Extracted data entries:

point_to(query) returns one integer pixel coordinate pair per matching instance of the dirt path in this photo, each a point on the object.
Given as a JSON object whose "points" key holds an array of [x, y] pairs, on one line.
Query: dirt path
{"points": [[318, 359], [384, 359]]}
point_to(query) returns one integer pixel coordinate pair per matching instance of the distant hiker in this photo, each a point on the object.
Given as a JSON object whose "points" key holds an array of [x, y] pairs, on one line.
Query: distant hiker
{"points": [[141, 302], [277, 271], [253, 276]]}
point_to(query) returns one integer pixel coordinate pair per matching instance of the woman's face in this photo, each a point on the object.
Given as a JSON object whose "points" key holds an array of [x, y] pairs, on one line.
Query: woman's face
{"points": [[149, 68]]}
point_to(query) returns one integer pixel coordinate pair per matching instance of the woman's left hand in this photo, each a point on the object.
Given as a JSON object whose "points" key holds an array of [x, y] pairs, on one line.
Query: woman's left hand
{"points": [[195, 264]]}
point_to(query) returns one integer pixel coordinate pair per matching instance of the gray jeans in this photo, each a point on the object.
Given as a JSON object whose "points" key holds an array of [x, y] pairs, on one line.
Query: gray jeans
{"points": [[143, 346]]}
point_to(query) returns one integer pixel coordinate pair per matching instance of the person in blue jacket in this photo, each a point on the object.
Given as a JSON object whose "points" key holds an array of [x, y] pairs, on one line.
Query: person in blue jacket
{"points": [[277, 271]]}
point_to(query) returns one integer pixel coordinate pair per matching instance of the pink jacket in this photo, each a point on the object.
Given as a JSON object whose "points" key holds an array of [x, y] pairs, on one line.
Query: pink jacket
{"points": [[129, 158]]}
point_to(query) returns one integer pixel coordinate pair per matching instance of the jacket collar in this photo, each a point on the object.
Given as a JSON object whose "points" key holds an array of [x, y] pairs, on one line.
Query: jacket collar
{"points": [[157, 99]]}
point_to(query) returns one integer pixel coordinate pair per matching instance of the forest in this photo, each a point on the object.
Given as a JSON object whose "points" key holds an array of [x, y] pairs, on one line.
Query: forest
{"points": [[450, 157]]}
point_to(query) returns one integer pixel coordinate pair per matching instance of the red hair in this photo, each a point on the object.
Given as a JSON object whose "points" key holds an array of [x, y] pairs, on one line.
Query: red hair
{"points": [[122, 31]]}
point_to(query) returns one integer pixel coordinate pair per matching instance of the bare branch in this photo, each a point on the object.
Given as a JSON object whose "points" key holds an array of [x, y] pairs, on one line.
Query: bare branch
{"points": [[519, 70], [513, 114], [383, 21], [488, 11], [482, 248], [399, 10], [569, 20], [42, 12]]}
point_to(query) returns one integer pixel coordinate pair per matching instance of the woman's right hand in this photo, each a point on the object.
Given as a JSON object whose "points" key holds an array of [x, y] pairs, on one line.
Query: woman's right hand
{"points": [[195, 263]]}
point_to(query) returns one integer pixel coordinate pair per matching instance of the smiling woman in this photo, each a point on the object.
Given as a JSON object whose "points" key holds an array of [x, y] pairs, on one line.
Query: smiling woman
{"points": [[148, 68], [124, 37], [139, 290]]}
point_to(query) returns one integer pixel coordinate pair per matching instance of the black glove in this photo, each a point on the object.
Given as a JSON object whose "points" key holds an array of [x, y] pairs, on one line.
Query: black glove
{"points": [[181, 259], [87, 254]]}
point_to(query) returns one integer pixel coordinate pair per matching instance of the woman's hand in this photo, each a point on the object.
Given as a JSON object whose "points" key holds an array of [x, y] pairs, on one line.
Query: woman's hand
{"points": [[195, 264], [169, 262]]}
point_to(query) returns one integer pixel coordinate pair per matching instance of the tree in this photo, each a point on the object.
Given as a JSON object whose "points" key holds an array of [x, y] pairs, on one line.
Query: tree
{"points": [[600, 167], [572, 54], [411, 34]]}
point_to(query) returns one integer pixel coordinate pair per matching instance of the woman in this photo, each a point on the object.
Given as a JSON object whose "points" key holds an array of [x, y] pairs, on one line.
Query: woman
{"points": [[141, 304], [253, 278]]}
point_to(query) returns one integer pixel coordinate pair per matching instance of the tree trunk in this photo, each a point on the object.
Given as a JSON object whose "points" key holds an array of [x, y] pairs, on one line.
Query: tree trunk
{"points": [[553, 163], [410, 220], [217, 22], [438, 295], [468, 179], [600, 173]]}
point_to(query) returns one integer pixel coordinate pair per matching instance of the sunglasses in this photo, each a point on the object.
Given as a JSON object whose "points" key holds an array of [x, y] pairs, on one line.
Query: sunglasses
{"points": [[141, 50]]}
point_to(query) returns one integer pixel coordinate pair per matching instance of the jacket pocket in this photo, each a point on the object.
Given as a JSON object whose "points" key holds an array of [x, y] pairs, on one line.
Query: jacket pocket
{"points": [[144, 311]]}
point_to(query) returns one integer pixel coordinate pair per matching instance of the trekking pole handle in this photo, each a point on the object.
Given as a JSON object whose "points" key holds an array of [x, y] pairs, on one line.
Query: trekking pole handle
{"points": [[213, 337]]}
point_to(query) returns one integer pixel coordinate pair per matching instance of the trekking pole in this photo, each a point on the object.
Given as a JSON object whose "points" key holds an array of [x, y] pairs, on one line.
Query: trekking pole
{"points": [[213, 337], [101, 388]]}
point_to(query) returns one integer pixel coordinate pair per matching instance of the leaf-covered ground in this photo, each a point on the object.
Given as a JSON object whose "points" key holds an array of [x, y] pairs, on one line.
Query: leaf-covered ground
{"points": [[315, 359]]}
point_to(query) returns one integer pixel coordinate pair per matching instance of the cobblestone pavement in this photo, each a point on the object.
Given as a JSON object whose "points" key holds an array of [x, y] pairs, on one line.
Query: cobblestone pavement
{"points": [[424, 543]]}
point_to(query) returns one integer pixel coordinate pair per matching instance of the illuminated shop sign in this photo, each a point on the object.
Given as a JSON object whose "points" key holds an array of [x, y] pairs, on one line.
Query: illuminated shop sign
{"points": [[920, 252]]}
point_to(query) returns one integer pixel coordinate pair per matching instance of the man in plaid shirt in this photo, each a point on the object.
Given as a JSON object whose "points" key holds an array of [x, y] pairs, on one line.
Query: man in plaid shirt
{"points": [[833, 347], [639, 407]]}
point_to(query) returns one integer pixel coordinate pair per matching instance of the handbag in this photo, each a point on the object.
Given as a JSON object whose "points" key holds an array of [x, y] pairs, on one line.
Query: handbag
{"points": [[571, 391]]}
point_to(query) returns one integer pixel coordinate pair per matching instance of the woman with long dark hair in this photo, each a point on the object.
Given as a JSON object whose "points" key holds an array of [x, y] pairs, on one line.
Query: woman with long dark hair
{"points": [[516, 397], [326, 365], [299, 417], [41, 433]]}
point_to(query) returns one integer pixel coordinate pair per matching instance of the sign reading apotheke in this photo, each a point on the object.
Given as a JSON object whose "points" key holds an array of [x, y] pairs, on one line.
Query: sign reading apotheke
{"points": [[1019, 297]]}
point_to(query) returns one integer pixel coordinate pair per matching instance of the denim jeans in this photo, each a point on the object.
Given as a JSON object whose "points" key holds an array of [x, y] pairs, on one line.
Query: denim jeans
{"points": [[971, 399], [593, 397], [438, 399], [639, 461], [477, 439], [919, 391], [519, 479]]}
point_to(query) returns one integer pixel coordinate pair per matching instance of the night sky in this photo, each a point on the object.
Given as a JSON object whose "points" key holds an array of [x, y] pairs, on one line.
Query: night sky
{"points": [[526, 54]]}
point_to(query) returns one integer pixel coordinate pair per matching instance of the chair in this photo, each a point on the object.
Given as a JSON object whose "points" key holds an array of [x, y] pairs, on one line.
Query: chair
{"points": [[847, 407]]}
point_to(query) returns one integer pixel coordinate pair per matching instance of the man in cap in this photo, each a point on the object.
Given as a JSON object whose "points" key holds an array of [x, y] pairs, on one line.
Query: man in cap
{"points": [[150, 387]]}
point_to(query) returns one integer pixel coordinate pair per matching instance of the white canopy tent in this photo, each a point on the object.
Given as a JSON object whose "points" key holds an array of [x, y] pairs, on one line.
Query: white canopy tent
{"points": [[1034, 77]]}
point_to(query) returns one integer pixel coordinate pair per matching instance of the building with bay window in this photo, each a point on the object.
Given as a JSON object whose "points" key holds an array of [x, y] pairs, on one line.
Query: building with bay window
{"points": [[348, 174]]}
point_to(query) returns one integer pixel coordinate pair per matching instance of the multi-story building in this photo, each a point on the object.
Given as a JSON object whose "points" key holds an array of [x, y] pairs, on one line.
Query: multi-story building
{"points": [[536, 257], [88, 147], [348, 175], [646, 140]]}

[Exercise instructions] Starting from the line containing "cap in this", repeat each line through the end of the entries, exactly.

[Expected answer]
point_to(query) returns one integer pixel coordinate pair per matching instance of the man in cap in this photo, each a point on the object.
Given as a JSON object whose "points" key holds an array of [x, y] pairs, on one line.
Query: man in cap
{"points": [[150, 387]]}
point_to(query) returns one integer pixel coordinate pair per matching instance of the white canopy tent in this photo, each a point on the object.
Given as a JSON object whose "points" key holds an array of [x, y] pairs, on one line.
Query: white canopy tent
{"points": [[1034, 77]]}
point_to(query) returns one integer pixel coordinate pair per matching instance of the building with bay window in this photo, each a point on the object.
Given as a JSON object whose "points" key holds an array of [x, y] pairs, on one line.
Query: building with bay window
{"points": [[348, 174]]}
point_to(query) returns one integer pixel coordinate pair per matching instance of the multi-story building in this photo, each a point on the object.
Given as a JSON object whose "points" key holds an array of [x, y] pairs, on one line.
Query: multi-story building
{"points": [[536, 257], [88, 147], [348, 175], [646, 140]]}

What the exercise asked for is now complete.